(Short problem) From the line containing "Practice step: locate the red sandstone pillar" through the last of the lines, substitute "pin" for "marker" and write out only those lines, leaving everything else unchanged.

(Task data)
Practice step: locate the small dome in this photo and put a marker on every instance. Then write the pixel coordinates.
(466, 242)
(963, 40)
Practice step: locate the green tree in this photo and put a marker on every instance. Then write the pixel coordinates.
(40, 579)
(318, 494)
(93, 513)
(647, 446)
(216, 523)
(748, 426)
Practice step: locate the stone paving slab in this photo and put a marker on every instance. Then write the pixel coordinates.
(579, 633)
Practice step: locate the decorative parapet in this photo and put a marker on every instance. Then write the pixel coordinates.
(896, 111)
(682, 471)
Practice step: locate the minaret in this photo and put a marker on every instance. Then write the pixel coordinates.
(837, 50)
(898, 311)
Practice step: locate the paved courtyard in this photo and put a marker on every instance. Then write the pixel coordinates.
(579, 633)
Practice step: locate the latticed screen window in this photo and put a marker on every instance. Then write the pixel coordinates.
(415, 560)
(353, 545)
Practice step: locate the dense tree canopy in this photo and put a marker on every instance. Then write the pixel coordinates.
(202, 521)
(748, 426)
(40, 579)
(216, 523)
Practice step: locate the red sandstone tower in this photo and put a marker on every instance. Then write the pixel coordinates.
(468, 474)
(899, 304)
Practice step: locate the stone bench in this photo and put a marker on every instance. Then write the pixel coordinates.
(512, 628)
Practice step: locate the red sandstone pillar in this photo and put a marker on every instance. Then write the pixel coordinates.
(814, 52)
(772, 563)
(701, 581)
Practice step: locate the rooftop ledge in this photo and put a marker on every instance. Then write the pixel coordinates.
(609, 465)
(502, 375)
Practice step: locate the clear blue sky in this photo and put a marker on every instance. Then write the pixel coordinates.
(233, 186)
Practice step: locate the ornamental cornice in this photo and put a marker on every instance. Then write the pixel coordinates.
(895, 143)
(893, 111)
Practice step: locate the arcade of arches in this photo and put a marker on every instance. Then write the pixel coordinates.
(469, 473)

(Expected output)
Practice step: locate the red sandstone pillar in this photo and put a pin on every instance. Then write the pixel coordinates.
(814, 52)
(772, 563)
(701, 581)
Practice step: locate the rooftop ledge in this photo and put a pin on every instance. Then write the pixel coordinates.
(609, 465)
(502, 375)
Practice step: locate the clear blue sky in this photo and put a pin on every instance. Then write the pixel coordinates.
(233, 186)
Practice step: locate the ornamental cornice in this photo and put a pin on every instance. Then write the pixel coordinates.
(895, 143)
(893, 111)
Practice step: locate the arcade of arches in this photo and put a pin on every instance. Then write the pixel coordinates.
(469, 473)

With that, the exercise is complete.